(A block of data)
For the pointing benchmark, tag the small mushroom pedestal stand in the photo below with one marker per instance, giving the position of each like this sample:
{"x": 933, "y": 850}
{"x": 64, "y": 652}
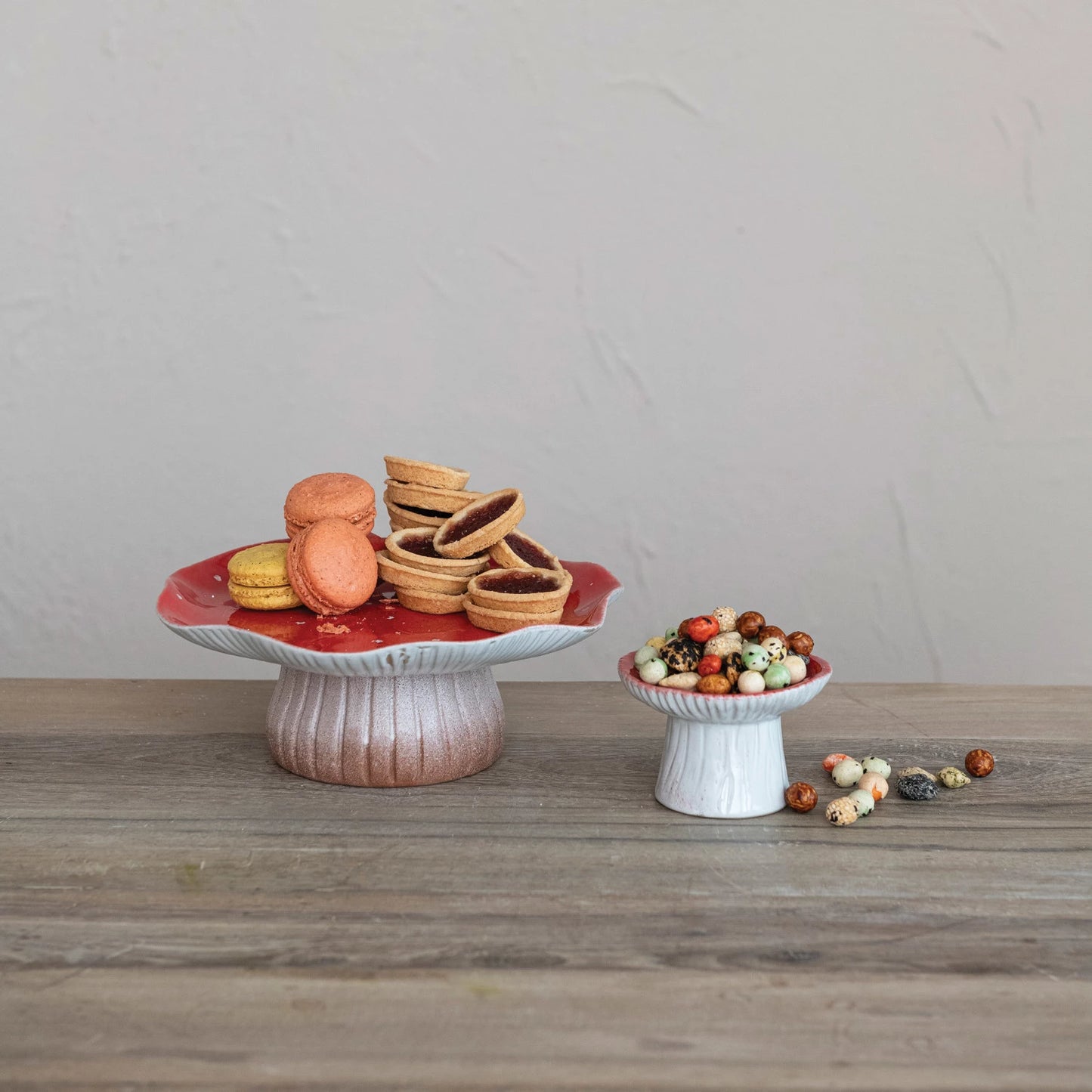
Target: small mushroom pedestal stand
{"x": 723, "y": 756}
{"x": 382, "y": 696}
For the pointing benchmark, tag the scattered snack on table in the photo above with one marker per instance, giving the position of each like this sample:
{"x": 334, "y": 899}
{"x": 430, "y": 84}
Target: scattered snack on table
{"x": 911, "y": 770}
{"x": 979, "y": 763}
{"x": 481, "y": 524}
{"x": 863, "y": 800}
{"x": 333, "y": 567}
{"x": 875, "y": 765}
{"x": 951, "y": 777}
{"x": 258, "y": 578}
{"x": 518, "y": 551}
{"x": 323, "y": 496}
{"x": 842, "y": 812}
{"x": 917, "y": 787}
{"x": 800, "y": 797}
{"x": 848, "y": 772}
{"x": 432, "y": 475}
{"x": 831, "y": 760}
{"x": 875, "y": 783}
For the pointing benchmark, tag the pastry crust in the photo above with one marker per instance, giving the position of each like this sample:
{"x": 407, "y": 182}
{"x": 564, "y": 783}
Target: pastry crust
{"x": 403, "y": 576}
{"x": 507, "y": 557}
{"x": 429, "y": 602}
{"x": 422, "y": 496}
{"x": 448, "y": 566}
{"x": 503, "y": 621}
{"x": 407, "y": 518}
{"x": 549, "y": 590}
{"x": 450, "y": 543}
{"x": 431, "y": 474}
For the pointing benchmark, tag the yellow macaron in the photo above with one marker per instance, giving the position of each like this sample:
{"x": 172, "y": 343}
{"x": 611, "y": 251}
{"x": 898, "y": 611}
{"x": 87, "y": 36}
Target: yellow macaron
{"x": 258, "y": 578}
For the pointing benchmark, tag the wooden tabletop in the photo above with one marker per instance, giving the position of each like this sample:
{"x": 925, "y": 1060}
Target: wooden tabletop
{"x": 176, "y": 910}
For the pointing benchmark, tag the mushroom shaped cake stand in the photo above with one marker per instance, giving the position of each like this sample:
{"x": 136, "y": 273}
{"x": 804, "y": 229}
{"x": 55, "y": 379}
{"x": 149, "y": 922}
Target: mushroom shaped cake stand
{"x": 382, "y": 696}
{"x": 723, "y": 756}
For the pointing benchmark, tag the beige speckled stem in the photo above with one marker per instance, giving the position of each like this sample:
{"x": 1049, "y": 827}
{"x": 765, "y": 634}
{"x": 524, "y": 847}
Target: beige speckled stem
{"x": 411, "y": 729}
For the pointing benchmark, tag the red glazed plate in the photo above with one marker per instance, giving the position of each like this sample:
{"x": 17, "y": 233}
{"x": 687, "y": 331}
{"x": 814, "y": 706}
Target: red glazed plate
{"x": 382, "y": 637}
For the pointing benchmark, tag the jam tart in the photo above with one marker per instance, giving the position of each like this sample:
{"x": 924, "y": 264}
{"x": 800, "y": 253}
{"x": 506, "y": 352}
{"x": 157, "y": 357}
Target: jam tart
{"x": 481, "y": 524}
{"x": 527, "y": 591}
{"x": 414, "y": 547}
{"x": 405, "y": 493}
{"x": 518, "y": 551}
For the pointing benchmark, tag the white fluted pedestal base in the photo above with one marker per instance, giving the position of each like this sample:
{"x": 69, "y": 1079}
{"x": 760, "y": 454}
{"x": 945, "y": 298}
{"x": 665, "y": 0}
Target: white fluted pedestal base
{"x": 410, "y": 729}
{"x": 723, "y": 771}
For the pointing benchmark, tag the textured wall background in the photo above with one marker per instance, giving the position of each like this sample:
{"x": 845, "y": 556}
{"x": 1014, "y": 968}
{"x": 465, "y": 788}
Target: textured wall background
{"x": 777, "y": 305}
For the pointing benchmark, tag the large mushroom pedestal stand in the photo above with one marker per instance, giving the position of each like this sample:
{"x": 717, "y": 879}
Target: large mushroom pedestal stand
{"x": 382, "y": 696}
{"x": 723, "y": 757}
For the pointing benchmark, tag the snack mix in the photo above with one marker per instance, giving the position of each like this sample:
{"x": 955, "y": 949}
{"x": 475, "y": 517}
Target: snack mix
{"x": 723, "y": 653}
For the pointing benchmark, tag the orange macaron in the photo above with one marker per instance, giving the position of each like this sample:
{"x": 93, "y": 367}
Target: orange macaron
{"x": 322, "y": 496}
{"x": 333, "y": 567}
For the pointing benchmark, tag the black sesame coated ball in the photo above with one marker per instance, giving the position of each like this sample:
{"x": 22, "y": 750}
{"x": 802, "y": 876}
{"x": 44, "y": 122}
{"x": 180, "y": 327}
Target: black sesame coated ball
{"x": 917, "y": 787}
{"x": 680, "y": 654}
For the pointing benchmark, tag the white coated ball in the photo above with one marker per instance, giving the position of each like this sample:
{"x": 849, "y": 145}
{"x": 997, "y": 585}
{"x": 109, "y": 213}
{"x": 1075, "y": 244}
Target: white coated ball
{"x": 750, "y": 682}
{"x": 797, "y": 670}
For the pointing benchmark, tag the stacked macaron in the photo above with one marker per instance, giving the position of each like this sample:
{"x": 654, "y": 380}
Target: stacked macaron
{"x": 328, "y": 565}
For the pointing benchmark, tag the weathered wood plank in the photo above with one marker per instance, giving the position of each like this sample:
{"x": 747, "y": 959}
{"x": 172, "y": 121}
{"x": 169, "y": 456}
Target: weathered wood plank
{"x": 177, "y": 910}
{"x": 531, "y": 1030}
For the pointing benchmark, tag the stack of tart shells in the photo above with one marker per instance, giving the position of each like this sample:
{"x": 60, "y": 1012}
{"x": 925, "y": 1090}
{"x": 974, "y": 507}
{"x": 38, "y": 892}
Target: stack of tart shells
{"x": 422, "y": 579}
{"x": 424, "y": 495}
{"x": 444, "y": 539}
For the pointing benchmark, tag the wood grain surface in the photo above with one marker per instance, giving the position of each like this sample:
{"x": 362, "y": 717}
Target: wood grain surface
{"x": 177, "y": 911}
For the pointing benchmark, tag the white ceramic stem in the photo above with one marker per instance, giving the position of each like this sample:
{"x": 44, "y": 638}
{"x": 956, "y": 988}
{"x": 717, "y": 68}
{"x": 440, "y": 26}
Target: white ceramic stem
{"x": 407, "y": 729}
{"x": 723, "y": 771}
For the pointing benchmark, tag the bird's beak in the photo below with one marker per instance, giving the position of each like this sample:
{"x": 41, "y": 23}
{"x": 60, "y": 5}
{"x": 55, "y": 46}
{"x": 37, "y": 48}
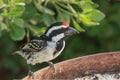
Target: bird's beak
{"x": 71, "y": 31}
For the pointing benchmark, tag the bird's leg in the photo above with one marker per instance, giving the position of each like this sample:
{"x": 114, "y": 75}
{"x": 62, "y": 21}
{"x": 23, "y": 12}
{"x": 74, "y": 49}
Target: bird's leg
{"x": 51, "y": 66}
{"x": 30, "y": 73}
==
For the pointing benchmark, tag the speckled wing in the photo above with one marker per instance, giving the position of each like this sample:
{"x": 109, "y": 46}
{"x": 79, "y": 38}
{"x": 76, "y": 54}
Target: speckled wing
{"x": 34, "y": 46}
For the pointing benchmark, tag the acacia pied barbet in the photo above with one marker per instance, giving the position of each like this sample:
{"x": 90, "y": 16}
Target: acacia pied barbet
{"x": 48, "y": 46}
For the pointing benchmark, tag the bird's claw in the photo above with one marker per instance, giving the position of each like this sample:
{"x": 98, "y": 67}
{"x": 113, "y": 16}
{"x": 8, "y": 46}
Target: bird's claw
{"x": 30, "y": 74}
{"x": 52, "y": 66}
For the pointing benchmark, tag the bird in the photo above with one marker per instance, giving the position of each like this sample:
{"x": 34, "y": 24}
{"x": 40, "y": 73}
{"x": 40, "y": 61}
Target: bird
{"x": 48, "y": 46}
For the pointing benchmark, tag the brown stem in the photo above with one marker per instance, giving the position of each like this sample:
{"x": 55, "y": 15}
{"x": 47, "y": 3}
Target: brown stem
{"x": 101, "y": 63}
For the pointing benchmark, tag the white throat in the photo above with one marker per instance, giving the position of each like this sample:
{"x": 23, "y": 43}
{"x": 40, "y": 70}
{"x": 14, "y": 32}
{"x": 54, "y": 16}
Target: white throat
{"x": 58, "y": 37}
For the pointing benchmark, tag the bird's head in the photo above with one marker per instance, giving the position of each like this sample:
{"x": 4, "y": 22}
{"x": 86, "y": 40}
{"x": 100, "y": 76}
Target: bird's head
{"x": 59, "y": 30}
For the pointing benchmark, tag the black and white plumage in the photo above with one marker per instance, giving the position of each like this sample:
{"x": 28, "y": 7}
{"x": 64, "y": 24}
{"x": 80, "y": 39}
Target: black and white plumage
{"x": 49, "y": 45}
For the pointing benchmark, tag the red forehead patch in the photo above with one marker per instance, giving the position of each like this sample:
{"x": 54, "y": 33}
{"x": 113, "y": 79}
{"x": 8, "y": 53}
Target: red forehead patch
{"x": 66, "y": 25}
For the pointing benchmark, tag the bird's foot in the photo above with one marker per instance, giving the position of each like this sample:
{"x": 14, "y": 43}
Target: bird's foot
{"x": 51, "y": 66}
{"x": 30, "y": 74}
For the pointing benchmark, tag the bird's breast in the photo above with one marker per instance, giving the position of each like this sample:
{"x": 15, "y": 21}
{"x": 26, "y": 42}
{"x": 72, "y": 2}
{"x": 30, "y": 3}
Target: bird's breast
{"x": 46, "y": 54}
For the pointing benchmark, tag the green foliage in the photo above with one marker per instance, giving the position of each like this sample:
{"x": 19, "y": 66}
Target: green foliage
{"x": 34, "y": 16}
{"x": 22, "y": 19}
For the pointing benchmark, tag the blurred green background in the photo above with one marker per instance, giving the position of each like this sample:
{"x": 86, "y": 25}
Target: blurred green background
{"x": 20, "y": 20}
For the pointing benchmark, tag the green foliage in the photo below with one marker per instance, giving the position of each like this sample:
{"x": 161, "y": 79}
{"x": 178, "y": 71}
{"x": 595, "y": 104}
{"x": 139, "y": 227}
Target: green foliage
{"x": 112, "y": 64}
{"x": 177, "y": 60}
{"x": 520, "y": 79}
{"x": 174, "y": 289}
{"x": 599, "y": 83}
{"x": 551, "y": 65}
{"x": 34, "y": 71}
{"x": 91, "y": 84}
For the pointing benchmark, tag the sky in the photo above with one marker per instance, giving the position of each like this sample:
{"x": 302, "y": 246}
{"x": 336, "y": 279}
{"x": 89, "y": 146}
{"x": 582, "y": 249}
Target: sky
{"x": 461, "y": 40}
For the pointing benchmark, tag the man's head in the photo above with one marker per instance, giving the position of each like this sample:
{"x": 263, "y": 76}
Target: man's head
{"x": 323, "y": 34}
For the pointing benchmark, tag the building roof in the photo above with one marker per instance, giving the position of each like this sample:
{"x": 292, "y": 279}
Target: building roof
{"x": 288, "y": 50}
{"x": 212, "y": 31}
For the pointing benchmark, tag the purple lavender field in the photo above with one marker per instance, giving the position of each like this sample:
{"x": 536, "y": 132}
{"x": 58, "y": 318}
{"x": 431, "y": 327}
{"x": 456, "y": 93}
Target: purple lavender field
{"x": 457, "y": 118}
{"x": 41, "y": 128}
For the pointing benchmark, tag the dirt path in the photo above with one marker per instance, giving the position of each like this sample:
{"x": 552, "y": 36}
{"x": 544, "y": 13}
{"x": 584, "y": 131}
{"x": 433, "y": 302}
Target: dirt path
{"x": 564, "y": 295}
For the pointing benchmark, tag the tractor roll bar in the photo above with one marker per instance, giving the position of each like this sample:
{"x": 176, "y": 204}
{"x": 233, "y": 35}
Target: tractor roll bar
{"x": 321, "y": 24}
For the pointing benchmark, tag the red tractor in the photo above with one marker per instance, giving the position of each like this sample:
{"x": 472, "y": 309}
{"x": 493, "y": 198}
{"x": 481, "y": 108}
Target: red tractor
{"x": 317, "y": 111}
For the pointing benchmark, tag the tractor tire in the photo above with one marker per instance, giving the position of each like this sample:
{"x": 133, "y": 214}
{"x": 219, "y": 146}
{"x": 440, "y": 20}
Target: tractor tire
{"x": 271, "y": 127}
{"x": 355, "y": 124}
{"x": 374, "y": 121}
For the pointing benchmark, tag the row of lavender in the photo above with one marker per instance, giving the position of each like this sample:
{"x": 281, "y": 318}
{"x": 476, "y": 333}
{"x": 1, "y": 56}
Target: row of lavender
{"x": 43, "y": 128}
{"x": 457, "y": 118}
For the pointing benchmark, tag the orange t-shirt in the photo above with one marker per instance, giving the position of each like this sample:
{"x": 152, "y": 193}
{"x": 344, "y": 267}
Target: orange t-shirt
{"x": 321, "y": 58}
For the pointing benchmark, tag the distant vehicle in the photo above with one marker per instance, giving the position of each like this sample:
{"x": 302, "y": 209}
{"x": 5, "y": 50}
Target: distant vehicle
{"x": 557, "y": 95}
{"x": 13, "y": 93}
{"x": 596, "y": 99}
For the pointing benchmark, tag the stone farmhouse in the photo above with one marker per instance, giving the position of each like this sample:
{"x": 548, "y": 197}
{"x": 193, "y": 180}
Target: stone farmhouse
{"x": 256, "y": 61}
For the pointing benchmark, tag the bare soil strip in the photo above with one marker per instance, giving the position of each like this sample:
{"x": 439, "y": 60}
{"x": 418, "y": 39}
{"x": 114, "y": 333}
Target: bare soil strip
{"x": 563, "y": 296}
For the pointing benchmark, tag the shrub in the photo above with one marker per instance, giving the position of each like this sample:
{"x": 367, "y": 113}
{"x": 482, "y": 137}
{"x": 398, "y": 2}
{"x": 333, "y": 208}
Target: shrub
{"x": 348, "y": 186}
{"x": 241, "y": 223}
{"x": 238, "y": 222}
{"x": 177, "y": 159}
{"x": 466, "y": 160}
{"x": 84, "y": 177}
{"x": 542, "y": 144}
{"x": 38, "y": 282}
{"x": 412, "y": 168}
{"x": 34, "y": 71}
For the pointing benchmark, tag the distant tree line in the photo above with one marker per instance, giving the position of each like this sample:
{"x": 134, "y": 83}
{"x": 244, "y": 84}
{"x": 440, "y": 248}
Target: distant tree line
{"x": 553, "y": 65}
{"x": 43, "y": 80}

- **Short problem**: Tally the lines of the data above that contain the string "foot", treating case as significant, and give only the number.

- **Response to the exercise**: 2